▶ YOUR TASKS
A - In the joint venture agreement, what kind of sales and distribution channel do the parties wish to establish?
B - Reproduce word for word the part of the joint venture agreement starting at "NOW THEREFORE, in" and ending at "benefit both entities.".

▶ SUPPLIED PASSAGE

○ ○ ○ ○

Executed on this ______ day of ______________, 2000.
WITNESSES
WHEREAS, ENTR has certain marketing and technical capabilities and desires
a Joint Venture with NCG on products and services offered by NCG for the purpose
of selling these products and services to retail markets, and;
WHEREAS, ENTR may introduce NCG to certain clients for additional marketing
capabilities not covered by the this agreement and NCG may introduce ENTR to
certain clients for additional marketing capabilities not covered by this
agreement and the parties will establish separate and sole terms and conditions
outside the agreement herein.
NOW THEREFORE, in consideration of mutual covenants and agreements
hereinafter contained, it is agreed as follows:
1. PLAN OF JOINT VENTURE: On terms and conditions hereinafter set forth,
the parties hereinafter desire to establish a telephony-related sales
and distribution channel for products and services that mutually
benefit both entities.
2. EXCLUSIVITY:
1. NCG will be named exclusive provider of telephony "last-mile"

○ ○ ○ ○

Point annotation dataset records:
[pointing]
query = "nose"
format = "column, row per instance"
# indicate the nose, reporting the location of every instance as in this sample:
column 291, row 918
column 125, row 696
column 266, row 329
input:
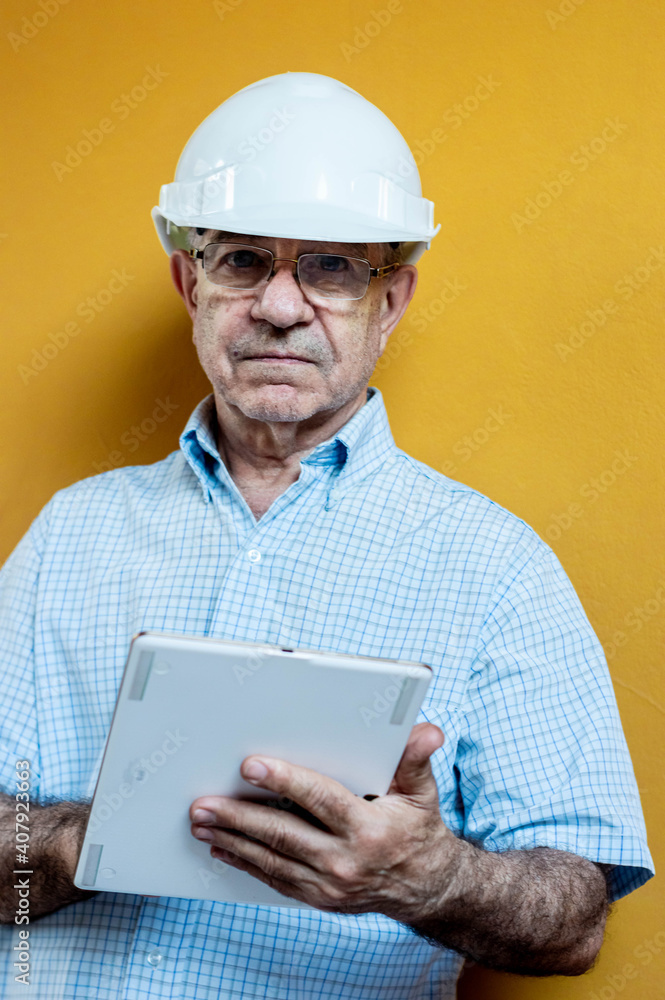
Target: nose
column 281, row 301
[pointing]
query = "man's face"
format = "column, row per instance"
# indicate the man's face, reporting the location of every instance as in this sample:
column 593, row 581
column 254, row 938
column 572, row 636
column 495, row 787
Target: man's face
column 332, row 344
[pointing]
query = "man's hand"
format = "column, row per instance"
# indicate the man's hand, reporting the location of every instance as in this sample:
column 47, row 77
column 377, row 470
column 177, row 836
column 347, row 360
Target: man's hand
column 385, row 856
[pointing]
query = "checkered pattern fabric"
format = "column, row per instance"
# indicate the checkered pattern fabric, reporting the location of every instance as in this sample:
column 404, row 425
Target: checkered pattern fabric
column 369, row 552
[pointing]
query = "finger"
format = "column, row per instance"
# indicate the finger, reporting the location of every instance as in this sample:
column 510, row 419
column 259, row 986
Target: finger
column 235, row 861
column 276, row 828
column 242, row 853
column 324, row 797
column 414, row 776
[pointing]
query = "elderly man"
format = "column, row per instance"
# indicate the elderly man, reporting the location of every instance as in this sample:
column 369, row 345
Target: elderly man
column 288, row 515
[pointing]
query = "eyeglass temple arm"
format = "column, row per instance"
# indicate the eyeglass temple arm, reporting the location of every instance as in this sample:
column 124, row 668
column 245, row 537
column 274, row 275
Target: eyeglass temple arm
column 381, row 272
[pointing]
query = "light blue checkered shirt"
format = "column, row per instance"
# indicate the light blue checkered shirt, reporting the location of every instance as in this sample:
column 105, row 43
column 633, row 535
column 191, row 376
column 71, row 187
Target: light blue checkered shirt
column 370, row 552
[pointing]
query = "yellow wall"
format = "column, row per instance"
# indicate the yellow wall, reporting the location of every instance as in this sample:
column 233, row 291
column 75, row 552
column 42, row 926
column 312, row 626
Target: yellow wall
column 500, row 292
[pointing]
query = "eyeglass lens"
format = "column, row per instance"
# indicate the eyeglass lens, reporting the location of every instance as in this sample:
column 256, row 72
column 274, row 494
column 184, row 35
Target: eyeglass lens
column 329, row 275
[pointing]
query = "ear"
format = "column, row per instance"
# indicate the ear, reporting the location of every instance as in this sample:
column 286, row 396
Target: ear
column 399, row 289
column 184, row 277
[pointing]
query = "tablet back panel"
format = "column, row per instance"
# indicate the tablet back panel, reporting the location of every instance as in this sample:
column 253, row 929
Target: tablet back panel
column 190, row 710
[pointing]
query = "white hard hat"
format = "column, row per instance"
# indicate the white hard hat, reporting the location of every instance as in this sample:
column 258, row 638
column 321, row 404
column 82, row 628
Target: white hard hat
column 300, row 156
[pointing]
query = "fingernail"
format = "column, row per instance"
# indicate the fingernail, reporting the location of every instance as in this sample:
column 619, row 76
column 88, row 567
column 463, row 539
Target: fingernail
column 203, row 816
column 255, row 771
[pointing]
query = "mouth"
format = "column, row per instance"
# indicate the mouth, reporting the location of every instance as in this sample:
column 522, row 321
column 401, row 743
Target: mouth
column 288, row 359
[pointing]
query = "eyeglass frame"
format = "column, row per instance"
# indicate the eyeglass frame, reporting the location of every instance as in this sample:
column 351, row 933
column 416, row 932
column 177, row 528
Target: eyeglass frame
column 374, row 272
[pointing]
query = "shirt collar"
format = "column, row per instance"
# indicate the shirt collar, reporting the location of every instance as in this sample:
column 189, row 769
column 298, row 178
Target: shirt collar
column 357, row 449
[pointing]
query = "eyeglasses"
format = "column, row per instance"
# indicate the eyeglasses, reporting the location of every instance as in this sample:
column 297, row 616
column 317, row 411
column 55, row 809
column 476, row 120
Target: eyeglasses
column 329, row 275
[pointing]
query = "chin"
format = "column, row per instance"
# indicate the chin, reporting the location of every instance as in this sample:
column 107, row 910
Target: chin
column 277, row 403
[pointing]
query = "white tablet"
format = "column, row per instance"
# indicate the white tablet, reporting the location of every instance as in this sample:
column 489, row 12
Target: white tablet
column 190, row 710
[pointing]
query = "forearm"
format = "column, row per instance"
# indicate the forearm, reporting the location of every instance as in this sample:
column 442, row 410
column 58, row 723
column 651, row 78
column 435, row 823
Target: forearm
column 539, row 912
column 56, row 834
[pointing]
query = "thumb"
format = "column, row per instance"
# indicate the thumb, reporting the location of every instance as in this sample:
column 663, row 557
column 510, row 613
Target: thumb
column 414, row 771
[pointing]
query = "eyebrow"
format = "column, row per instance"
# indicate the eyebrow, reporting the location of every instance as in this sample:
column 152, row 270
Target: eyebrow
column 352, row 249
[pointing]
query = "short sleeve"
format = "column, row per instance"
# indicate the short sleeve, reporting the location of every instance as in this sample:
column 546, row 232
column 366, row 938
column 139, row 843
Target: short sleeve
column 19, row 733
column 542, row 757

○ ○ ○ ○

▶ THE REPLIES
A - A telephony-related sales and distribution channel for products and services that mutually benefit both entities.

B -
NOW THEREFORE, in consideration of mutual covenants and agreements
hereinafter contained, it is agreed as follows:
1. PLAN OF JOINT VENTURE: On terms and conditions hereinafter set forth,
the parties hereinafter desire to establish a telephony-related sales
and distribution channel for products and services that mutually
benefit both entities.